--- START OF Data entries ---

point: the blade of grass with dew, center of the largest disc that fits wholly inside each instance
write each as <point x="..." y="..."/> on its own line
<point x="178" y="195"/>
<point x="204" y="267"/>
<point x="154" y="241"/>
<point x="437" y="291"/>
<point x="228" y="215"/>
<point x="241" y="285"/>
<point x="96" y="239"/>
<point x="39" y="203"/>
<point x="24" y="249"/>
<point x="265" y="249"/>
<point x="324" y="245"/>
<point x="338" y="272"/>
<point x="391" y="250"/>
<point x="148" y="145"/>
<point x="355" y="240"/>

--- END OF Data entries ---

**What needs to be done**
Put every line of the items above into a single numbered list, leaving out any blank lines.

**Correct output**
1. point: the blade of grass with dew, center of the largest disc that fits wholly inside each instance
2. write each as <point x="..." y="..."/> on its own line
3. <point x="178" y="195"/>
4. <point x="204" y="267"/>
5. <point x="154" y="241"/>
6. <point x="437" y="291"/>
7. <point x="228" y="215"/>
8. <point x="241" y="285"/>
9. <point x="96" y="239"/>
10. <point x="39" y="203"/>
11. <point x="24" y="249"/>
12. <point x="265" y="249"/>
13. <point x="324" y="245"/>
14. <point x="338" y="272"/>
15. <point x="391" y="250"/>
16. <point x="148" y="145"/>
17. <point x="355" y="240"/>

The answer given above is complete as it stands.